== Quoted passage ==

But the typical attacks on Catholics becomes obvious when Mazza accuses Christians of following “magic” when she said:
“This is an important and unexpected discovery as it’s one of the first recorded documents to use magic in the Christian context and the first charm ever found to refer to the Eucharist — the Last Supper — as the manna of the Old Testament”
Why would any Christian accept Mazza’s assertions that Catholics used “magic” unless of course, they are either anti-Christ or are anti-Catholic? Even for Christians who reject Catholics and accept Mazza’s assertions; they then should accept Mazza’s reference to “Eucharist” as what Christians used to celebrate the Last Supper.
And how could this be magic when she adds: “the text on the papyrus is a mix of passages from Psalm 78:23-24 and Matthew 26:28-30, among others,” said Mazza. “To this day, Christians use passages from the Bible as protective charms so our amulet marks the start of an important trend in Christianity.”
Even the translated text on the papyrus reads nothing like magic:
“Fear you all who rule over the earth.Know you nations and peoples that Christ is our God. For he spoke and they came to being, he commanded and they were created; he put everything under our feet and delivered us from the wish of our enemies. Our God prepared a sacred table in the desert for the people and gave manna of the new covenant to eat, the Lord’s immortal body and the blood of Christ poured for us in remission of sins.”
Yet she says “People of the time believed such passages had magical powers,” Mazza told Live Science.
The discovery, which Mazza presented this week at an international conference on papyri at the university’s research institute, reveals according to this nitwit, that Christians “adopted an ancient Egyptian practice of wearing such charms to ward off danger.”
But then she admits that:
“This practice is not very far from nowadays use to wear necklaces with the cross or images of Jesus, Mary, or the saints, for protection,” Mazza said. “In many Catholic churches nowadays believers are given holy pictures of the saints with a prayer on the back that you can bring along again for protection.”
If any Christian accepts the charge that Catholics were practicing an ancient Egyptian pagan custom, than in the Bible, when God tells the Israelites to practice a similar thing is also “Egyptian” and is “magic”?
And it shall be for a sign for you upon your hand, and for a memorial between your eyes, that the law of the LORD may be in your mouth; for with a strong hand did the LORD bring you out of Egypt.

== Task requirements ==
Can you transcribe the part of the article on the papyrus charm starting with "And how could" and going on through "told Live Science."?

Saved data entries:
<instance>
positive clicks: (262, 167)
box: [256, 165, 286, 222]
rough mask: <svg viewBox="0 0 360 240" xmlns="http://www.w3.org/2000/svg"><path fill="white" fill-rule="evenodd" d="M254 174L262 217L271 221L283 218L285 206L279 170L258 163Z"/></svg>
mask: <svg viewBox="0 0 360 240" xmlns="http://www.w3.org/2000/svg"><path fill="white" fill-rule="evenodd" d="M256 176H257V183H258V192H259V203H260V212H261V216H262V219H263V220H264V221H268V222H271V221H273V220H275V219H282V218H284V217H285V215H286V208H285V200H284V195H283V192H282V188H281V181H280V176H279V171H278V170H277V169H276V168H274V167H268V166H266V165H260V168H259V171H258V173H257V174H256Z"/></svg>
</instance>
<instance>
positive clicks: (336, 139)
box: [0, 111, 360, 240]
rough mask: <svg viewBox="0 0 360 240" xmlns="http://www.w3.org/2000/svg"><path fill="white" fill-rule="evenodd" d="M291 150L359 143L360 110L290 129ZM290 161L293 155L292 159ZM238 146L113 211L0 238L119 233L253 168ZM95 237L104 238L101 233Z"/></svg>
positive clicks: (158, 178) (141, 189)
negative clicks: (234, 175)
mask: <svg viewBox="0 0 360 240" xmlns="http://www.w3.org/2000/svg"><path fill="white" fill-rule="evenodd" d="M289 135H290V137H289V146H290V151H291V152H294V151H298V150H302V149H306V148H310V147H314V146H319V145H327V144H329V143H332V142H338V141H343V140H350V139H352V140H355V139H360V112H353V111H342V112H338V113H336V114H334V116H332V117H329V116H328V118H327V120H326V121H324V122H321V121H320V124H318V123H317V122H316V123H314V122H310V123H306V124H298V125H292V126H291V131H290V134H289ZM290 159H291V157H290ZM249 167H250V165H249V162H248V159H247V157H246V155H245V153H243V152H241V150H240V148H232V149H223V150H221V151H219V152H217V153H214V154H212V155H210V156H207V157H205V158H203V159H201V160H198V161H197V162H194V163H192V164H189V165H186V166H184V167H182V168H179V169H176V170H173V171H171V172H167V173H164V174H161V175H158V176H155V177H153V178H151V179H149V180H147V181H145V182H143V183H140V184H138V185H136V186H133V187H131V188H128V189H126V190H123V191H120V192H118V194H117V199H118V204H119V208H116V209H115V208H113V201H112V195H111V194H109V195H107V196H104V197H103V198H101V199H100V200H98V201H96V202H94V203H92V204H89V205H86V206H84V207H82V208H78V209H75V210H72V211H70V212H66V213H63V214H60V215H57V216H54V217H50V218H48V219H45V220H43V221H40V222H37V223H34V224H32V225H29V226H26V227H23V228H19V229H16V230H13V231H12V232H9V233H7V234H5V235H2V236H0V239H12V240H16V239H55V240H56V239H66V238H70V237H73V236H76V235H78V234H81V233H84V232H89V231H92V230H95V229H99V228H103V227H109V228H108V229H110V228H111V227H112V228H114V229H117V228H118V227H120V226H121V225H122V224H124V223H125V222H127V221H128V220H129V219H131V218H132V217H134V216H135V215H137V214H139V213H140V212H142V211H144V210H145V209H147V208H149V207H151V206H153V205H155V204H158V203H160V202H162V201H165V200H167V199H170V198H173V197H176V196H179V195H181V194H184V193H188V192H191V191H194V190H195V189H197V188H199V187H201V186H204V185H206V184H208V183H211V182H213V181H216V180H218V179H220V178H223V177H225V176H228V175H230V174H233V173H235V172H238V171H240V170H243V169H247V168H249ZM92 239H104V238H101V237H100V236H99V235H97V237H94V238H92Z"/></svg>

== Task result ==
And how could this be magic when she adds: “the text on the papyrus is a mix of passages from Psalm 78:23-24 and Matthew 26:28-30, among others,” said Mazza. “To this day, Christians use passages from the Bible as protective charms so our amulet marks the start of an important trend in Christianity.”
Even the translated text on the papyrus reads nothing like magic:
“Fear you all who rule over the earth.Know you nations and peoples that Christ is our God. For he spoke and they came to being, he commanded and they were created; he put everything under our feet and delivered us from the wish of our enemies. Our God prepared a sacred table in the desert for the people and gave manna of the new covenant to eat, the Lord’s immortal body and the blood of Christ poured for us in remission of sins.”
Yet she says “People of the time believed such passages had magical powers,” Mazza told Live Science.